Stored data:

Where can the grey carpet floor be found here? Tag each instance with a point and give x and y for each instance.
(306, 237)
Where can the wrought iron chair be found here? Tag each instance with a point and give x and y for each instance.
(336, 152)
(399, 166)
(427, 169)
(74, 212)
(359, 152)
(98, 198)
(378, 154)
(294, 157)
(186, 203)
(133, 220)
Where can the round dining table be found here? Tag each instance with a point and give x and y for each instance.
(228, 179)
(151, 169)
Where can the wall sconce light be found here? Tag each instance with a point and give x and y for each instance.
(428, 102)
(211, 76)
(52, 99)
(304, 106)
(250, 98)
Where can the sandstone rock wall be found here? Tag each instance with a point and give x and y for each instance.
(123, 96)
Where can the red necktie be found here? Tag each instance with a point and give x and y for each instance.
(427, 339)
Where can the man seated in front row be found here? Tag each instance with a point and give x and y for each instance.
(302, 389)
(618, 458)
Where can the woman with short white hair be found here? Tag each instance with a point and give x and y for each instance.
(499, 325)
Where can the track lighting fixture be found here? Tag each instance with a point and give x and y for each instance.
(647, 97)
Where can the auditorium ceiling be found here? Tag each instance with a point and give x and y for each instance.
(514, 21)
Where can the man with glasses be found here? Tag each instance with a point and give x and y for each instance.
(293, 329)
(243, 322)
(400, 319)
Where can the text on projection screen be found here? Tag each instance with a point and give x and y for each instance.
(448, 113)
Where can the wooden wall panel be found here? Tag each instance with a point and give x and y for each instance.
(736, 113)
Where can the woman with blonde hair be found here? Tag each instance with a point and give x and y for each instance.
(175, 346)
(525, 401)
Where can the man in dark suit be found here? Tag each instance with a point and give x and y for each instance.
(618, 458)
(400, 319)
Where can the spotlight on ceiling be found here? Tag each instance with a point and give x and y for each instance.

TASK GOAL: Copy every one of the items above, character for character.

COMPLETE RESPONSE:
Where can the grey carpet floor be found here? Tag each instance with a point and give x and y for each instance.
(306, 237)
Where can the wrought iron chair be found here? Tag each instance with a point and give x and y for each instance.
(336, 152)
(399, 166)
(427, 169)
(74, 212)
(359, 152)
(98, 198)
(378, 154)
(294, 157)
(186, 203)
(133, 220)
Where can the round dining table be found here? Tag each instance with a point and give x and y for each instance.
(228, 179)
(151, 169)
Where can the wall sconce light be found here? Tag each instance with a point and give x and y for each instance.
(428, 102)
(211, 76)
(52, 99)
(304, 106)
(250, 98)
Where can the sandstone rock wall be found here? Tag each instance with a point and give x and y for each instance.
(123, 96)
Where can the red necktie be found here? Tag each instance with a point and give x and y for each instance.
(427, 339)
Where can the man seated in front row be found here? Tag each instance with a point and give x and y for each instance.
(302, 389)
(618, 458)
Where can the woman with short white hair be found here? Tag each instance with a point and give x and y for each instance.
(499, 325)
Where can the track lighting fixture be found here? Tag each instance with a point and give x and y for each instance.
(647, 97)
Where can the auditorium ceiling be found here? Tag each instance with a point and give x and y for each instance.
(514, 21)
Where can the man with glasses be found here? Tag each instance with a point and give x and y for each instance.
(293, 329)
(243, 322)
(400, 319)
Where can the text on projection screen be found here? Tag each instance with a point and give x and y for each instance.
(448, 113)
Where can the wooden wall panel be found here? Tag each instance with a point and give x and y for each instance.
(736, 113)
Where can the woman with blonde hair be found here? Tag each instance with a point and give x and y for each instance.
(175, 346)
(525, 401)
Where can the man in dark suit be found here? Tag each instance with a point and give x and y for each instance.
(618, 458)
(400, 319)
Where can the spotlight on ceiling be found here? Tag each instance with a point and give x and y for each instance.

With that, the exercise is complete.